[Document]:
|---|

Monday, September 12, 2005

Herb-Grilled Salmon

Herb-Grilled Salmon

Salmon fillets were on sale yesterday at a nearby supermarket and that triggered me to make herb-grilled salmon for supper last night. At first I was going to use a frying pan, but while googling to find a sauce recipe, I changed my mind and decided to go for foil-grilled salmon. I thought that being wrapped in aluminum foil, the herbs won’t get burned and would keep their fragrance better.

Unfortunately yesterday was certainly not my day. After I seasoned the salmon fillets with salt and pepper, I wanted to sprinkle some wine all over, and remembered that I had used up the white wine the other day. So I used a little sake instead. Then I topped the fillets with butter chunks, wrapped them with aluminum foil, sealed the edges carefully, and heated in toaster oven.

When I opened the fridge to make mustard sauce – that was my choice of sauce last night – I found out that I didn’t have any mustard left. So I thought about going for wasabi- mayonnaise sauce, because I was sure that I had some wasabi left from the Tosa-maki dinner the other day. Alas, I ran out of mayonnaise the day before :O

While I stood helplessly in front of the fridge, the salmon in the toaster oven was done. Actually, they looked pretty good when I opened up the foil.

So after all, I ended up eating the salmon with lemon squeeze only, which wasn’t totally bad. The butter, salt & pepper and herb gave enough taste, saving the dish from being tasteless. But last night I was in the mood for something with more kick. Maybe I should have fried the fillets with garlic slices instead...


Anonymous said...

The salmon looked and sounded like it would be wonderful with the herbs and the lemon. Nothing else needed as far as I'm concerned. What was the side dish? 

Posted by carlyn

Anonymous said...

Hi Obachan - I keep a bottle of Noilly Prat vermouth for things like this that need a splash of wine. It lasts ages and doesn't go off so you don't need to worry about it. It's fruitier than most sake, but slightly more herby/spicey than wine, and goes really well with all kinds of fish (and chicken).

Posted by Andy

Anonymous said...

Hats off to you obachan!! :) You're so creative in the kitchen. That salmon looks so good, I can taste it. 

Posted by keona

Anonymous said...

Hi Obachan,

But you know, this way is much healthier. I would have loved it with freshly grated wasabi mixed with Kewpie mayonaisse. Mmmm! 

Posted by Reid

Anonymous said...

The side dish was sliced tomatoes and cucumbers… and rice, of course ;)

|---|

[Records provided]:

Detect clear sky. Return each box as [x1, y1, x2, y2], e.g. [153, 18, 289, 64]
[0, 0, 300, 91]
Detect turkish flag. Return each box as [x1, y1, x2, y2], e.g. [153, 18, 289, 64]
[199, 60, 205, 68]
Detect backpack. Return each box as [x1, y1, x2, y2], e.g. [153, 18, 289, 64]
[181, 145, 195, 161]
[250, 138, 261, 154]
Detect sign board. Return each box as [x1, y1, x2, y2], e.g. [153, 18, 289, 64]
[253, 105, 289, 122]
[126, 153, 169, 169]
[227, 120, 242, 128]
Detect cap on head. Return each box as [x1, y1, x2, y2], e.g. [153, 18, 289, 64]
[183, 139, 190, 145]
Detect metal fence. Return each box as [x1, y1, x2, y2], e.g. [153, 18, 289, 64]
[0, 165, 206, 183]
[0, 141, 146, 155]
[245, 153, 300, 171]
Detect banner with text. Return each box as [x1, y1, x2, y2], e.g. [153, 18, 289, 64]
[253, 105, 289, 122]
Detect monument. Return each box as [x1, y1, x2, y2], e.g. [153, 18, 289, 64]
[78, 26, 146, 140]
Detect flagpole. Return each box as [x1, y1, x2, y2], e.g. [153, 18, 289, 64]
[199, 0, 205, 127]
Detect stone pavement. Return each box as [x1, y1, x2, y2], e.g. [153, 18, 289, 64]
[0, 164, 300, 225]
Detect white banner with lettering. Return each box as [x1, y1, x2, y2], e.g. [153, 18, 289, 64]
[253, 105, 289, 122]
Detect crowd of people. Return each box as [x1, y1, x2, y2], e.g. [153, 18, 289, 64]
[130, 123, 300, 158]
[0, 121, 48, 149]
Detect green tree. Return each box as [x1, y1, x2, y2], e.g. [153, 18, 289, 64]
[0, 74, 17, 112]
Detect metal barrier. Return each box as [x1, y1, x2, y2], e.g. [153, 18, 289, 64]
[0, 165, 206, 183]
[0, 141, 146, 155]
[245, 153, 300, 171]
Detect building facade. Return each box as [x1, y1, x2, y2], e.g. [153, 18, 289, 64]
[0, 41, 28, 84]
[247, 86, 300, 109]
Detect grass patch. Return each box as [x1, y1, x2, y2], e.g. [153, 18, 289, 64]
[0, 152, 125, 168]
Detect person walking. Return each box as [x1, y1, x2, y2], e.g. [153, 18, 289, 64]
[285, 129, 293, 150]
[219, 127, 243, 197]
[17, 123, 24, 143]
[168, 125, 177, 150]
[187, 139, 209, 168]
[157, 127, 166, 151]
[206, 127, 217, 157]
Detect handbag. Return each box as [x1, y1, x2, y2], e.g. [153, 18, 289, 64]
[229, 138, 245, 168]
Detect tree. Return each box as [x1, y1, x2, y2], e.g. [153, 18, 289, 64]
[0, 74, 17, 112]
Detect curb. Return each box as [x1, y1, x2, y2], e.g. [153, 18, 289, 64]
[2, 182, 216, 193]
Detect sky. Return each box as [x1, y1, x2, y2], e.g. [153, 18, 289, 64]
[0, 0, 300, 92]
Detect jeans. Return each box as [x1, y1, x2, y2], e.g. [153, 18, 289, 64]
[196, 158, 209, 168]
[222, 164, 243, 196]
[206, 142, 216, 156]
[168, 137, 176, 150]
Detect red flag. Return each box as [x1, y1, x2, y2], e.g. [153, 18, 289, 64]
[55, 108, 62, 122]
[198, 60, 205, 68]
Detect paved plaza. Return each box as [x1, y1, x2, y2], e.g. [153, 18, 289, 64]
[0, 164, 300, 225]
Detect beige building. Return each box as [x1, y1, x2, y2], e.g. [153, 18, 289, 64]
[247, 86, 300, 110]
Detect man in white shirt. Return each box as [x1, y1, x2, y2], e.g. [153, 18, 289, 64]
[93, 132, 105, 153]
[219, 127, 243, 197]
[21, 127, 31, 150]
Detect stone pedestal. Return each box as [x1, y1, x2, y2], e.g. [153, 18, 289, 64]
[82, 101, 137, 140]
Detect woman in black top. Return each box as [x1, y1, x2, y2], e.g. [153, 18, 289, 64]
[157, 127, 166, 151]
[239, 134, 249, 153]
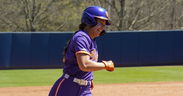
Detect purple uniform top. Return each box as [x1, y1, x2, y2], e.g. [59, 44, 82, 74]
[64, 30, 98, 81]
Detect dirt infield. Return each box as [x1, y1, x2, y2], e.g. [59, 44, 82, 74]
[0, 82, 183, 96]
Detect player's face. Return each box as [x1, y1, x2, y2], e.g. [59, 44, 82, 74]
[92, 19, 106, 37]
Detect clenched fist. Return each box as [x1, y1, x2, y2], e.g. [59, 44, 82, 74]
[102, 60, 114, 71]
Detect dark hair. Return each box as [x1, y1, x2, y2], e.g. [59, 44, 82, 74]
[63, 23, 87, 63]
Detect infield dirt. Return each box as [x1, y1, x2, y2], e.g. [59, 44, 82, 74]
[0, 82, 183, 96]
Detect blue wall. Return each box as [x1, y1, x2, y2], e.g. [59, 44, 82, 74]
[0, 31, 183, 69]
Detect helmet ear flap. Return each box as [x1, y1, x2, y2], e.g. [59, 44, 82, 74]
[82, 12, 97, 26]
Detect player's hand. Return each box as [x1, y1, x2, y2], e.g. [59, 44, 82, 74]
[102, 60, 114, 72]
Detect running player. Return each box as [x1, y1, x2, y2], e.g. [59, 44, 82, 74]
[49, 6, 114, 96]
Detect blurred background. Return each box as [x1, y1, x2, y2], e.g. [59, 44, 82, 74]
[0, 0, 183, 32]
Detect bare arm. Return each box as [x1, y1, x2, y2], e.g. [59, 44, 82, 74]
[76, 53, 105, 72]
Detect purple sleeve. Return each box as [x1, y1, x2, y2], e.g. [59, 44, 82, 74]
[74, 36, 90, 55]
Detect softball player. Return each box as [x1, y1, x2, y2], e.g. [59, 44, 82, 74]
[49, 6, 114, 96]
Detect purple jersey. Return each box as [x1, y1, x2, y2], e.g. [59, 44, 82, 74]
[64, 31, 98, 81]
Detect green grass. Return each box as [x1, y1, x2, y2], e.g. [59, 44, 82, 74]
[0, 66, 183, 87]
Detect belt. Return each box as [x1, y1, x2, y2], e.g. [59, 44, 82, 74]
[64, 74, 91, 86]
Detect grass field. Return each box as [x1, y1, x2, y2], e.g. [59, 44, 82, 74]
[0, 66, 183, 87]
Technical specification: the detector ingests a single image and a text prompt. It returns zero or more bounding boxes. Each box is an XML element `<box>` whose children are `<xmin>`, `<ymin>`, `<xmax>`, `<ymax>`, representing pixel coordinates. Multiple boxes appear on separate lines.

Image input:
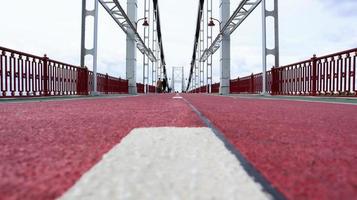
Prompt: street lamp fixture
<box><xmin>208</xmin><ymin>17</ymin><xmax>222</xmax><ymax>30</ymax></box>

|---|

[Written instruction]: Give every name that follows "Posted by" in the herb-grilled salmon post above.

[Result]: carlyn, Andy, keona, Reid